⟨
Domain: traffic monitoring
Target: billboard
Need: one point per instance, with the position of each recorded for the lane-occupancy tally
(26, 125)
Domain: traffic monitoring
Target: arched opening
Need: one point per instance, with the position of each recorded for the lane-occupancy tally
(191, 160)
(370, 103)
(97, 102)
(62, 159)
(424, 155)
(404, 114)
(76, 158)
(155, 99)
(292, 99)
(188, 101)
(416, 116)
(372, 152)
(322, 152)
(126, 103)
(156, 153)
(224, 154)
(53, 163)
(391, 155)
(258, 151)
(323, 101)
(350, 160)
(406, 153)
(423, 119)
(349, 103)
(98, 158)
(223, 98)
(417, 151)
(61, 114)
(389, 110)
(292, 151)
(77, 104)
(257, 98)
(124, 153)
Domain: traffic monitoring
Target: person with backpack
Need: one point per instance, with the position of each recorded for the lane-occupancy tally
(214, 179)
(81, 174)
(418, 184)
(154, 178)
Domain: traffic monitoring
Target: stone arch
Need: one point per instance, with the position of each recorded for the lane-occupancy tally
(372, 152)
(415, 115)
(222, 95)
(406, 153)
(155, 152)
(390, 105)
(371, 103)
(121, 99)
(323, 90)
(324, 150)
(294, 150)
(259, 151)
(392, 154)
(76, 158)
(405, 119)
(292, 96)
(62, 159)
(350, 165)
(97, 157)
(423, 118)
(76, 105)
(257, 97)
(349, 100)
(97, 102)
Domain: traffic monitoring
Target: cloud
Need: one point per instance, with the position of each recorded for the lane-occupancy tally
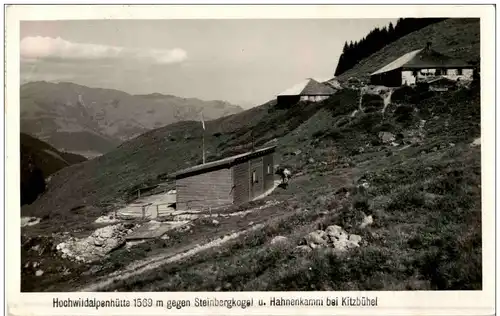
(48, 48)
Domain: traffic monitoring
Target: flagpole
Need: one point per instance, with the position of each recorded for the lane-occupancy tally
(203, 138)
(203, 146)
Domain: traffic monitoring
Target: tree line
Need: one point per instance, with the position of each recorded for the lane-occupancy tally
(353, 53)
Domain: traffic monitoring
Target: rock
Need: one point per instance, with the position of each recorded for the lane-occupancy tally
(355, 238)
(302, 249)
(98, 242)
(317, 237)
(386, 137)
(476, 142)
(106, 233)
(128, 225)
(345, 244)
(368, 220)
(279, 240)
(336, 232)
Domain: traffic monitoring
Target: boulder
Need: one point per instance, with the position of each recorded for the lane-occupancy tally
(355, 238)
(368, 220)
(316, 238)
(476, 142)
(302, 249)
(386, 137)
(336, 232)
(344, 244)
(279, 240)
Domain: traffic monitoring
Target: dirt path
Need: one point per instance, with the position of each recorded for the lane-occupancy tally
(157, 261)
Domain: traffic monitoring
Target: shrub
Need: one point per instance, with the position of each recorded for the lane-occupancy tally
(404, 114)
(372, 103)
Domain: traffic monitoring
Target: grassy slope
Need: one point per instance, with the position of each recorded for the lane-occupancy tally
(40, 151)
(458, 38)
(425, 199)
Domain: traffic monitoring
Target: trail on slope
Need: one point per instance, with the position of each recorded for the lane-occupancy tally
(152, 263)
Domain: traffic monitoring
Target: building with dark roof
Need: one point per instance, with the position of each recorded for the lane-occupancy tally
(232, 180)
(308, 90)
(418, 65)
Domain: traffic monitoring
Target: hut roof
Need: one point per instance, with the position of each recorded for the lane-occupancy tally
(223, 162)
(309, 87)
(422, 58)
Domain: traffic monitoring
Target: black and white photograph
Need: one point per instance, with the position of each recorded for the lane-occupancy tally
⟩
■ PROMPT ■
Only lines containing the string "slope" are needed. Pull each of them out of the records above.

■ RESPONSE BOX ■
Target: grassy slope
Target: trail on slope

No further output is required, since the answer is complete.